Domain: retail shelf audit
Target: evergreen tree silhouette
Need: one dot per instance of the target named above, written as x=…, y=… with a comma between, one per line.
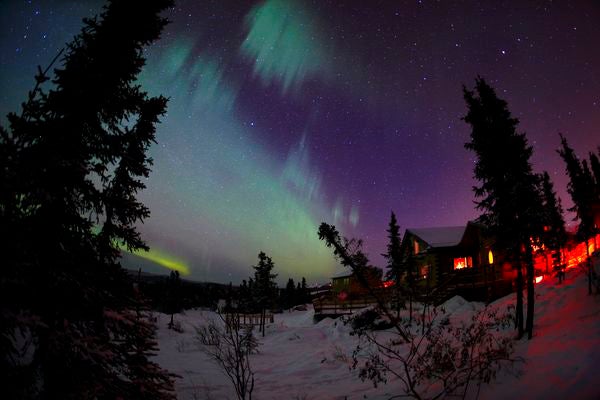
x=173, y=295
x=265, y=288
x=508, y=193
x=72, y=163
x=290, y=294
x=582, y=191
x=304, y=296
x=393, y=255
x=554, y=236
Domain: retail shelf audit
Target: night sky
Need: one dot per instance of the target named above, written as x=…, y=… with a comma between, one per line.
x=285, y=114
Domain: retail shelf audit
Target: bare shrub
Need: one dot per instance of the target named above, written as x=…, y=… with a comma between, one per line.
x=431, y=357
x=230, y=344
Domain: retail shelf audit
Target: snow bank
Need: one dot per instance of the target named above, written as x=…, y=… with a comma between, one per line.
x=300, y=359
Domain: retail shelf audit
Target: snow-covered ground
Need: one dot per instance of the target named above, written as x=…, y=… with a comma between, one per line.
x=299, y=359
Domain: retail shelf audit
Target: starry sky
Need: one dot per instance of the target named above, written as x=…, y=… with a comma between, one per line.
x=284, y=114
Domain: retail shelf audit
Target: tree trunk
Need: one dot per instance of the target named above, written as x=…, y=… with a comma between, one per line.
x=519, y=307
x=530, y=292
x=589, y=262
x=410, y=308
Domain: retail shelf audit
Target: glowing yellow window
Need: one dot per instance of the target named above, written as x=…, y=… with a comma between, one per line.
x=463, y=262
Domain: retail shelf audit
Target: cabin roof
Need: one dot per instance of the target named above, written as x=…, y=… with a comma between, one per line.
x=445, y=236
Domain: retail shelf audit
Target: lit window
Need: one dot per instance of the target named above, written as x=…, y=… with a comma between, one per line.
x=463, y=262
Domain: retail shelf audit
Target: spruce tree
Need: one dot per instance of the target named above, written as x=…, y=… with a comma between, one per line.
x=393, y=255
x=265, y=288
x=554, y=236
x=582, y=191
x=173, y=296
x=290, y=293
x=72, y=163
x=304, y=294
x=595, y=167
x=508, y=194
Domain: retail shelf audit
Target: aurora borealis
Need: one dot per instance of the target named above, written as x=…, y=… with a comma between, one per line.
x=284, y=114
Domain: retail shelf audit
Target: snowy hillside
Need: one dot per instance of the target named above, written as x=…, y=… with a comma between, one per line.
x=299, y=359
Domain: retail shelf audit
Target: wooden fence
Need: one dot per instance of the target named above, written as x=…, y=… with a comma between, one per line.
x=248, y=319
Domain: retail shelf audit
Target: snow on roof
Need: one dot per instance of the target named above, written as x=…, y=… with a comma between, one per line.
x=441, y=236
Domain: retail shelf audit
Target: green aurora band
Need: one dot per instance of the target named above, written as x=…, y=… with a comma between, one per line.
x=217, y=195
x=285, y=43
* * * *
> _GIVEN EXERCISE_
Reproduce every entry above line for line, without changing anything, and omit the picture.

> _RESULT_
Domain: retail shelf audit
Target: evergreen tree silhouette
Need: one dot per instance of the target named above, written as x=…, y=… with a comma between, one per line.
x=173, y=295
x=265, y=288
x=508, y=193
x=72, y=163
x=290, y=294
x=582, y=191
x=304, y=296
x=393, y=255
x=554, y=236
Domain: retail shelf audit
Target: night sky
Need: one dot per instance of the target named above, written as x=…, y=… with a comma between, one per line.
x=285, y=114
Domain: retail shelf audit
Target: bare shrub
Need: one dot per instance of the target named above, written as x=…, y=… with a comma between, one per line.
x=431, y=357
x=230, y=344
Domain: retail shelf audit
Target: snow bank
Need: one dot per instance of the target named above, written as x=…, y=… with a comma between, one per line.
x=300, y=359
Domain: retail shelf audit
Target: snow-covered ground
Need: one dot per instance of the target named above, written as x=…, y=… with a comma between, one per line.
x=299, y=359
Domain: retail shelf audit
Target: starry sky
Need: one dot per instance of the target named above, written as x=…, y=… with a comma between, one per line.
x=284, y=114
Domain: retail shelf audit
Target: tree trunk
Need: one dot per instance of the target named above, written as x=…, y=… with a comma between, one per line.
x=519, y=307
x=530, y=292
x=589, y=262
x=410, y=308
Domain: retail shelf audit
Target: glowing yellow window
Need: one dot per instance of the target named above, written as x=…, y=… with a comma between, one per line.
x=463, y=262
Domain: retail shelf audit
Target: cabin roof
Need: one dot per instance of the target named above, written as x=…, y=… with a comma between, one per line.
x=445, y=236
Domain: retail shelf audit
Target: lit window
Need: one dot per instance of the target named above, written as x=…, y=… with a comma between, one per line.
x=463, y=262
Domain: retail shelf audit
Target: spruce tree
Need: one dot per instance of the target named above, written as x=…, y=… with a comma between, one per line.
x=393, y=255
x=265, y=288
x=554, y=236
x=582, y=191
x=173, y=296
x=290, y=293
x=72, y=163
x=304, y=294
x=595, y=167
x=508, y=194
Domain: retail shelf audit
Target: aurora borealis
Need: one dot per instance of the target named above, written as x=…, y=… with a comma between, one per line.
x=284, y=114
Domain: retail shelf audit
Target: snowy hillside
Need: one dot per instance of the target named above, written as x=…, y=… with a comma between, one per line.
x=299, y=359
Domain: retail shelf audit
Target: wooden fence
Need: one dot per instance of the target named above, written as x=…, y=… with a comma between, one per line.
x=248, y=319
Domain: retail shelf audit
Target: snow on roof
Need: one dot per instance of the target named above, written as x=…, y=… with a comma between, one per line.
x=441, y=236
Domain: retail shelf audit
Target: green aurora band
Need: one dot per instance of the target named above, written as x=…, y=… with a comma between, one per line.
x=217, y=195
x=285, y=43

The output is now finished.